=== Section Start ===
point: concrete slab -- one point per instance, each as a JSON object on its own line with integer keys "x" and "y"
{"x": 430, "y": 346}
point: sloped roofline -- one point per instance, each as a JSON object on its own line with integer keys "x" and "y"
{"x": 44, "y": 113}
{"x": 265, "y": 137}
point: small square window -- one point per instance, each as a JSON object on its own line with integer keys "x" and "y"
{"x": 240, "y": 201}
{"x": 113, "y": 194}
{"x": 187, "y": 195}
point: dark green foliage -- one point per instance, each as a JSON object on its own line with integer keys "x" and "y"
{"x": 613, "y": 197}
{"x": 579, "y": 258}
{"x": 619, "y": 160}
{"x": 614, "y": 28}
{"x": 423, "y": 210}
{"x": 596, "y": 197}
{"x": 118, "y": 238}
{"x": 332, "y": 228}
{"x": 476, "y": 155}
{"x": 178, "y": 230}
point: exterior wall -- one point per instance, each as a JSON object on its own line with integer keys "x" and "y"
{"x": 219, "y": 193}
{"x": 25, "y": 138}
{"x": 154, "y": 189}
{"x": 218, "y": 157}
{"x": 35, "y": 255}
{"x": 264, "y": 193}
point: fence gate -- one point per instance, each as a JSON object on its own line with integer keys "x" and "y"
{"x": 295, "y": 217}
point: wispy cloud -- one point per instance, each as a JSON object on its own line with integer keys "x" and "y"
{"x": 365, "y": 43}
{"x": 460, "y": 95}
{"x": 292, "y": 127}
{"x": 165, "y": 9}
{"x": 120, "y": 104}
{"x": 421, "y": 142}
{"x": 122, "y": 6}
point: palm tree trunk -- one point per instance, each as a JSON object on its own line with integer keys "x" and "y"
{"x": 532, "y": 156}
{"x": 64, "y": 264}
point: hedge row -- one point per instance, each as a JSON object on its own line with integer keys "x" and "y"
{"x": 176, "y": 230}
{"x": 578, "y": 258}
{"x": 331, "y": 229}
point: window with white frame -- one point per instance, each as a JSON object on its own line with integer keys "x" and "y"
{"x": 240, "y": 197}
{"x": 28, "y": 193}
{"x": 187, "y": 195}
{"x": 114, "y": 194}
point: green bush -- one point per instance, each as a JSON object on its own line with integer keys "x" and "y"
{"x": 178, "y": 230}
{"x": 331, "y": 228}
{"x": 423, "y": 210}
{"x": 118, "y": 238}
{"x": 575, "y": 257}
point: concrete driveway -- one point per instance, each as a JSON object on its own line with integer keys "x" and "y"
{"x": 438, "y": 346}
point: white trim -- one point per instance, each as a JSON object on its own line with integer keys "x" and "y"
=== Section End ===
● **Exercise requirements**
An exact repeat of the lines from the one containing "point: hedge row" through the final line of the entries is the whole answer.

● **Answer to this exercise**
point: hedge row -- one point per instance, each as a JSON object on its own line with integer keys "x" and "y"
{"x": 176, "y": 230}
{"x": 578, "y": 258}
{"x": 331, "y": 229}
point: window with white frame -- one point per instance, each as a JSON object on its own line with integer keys "x" and "y"
{"x": 240, "y": 197}
{"x": 28, "y": 193}
{"x": 187, "y": 195}
{"x": 114, "y": 194}
point: green bush -- one point per instance, each as a JSON object on its own line with integer keys "x" and "y"
{"x": 178, "y": 230}
{"x": 331, "y": 228}
{"x": 423, "y": 210}
{"x": 118, "y": 238}
{"x": 575, "y": 257}
point: concrete driveway -- one point per instance, each as a JSON object on its own line with integer keys "x" and "y"
{"x": 438, "y": 346}
point: white trim -- one point per instance, each as a JSON object on its own line with integer keys "x" and "y"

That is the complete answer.